# start of DATASET CONTENT

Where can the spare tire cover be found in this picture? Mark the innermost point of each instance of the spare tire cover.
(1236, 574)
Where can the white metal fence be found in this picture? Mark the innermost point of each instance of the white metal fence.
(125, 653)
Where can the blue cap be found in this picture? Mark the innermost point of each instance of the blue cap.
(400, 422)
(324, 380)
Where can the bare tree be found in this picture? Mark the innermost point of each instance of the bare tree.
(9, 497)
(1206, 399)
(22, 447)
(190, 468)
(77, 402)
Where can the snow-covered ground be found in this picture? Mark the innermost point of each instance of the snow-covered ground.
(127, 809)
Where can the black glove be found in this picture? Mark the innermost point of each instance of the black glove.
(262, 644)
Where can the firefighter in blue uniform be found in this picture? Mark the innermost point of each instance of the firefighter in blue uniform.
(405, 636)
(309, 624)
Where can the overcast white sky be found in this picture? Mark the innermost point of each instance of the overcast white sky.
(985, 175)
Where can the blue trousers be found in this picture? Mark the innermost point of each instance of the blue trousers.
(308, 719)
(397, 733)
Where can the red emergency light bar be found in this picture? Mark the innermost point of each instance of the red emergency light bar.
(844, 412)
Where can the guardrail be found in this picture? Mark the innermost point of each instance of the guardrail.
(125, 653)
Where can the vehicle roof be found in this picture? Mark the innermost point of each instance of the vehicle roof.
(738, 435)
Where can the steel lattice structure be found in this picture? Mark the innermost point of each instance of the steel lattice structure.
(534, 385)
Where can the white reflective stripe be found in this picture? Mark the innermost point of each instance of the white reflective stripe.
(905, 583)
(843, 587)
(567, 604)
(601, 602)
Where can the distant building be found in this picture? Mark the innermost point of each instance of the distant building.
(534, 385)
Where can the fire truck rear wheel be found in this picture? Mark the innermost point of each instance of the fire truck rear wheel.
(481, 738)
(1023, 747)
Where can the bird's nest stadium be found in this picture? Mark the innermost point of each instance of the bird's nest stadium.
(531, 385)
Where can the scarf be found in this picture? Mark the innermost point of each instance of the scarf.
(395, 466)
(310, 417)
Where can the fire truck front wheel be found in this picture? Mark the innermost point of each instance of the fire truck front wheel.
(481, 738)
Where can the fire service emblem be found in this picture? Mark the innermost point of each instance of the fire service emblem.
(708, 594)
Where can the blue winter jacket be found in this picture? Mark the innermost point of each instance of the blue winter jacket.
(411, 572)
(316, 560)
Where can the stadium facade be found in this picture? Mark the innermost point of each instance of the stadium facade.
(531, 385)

# end of DATASET CONTENT

Rewrite the material from the line containing "Where can the stadium" through the end of the material, inclusive, replacing "stadium facade" with "stadium exterior" and leaving everything else unchanged.

Where can the stadium exterior be found in this picture? Mark the innermost point of each instance of the stadium exterior.
(531, 385)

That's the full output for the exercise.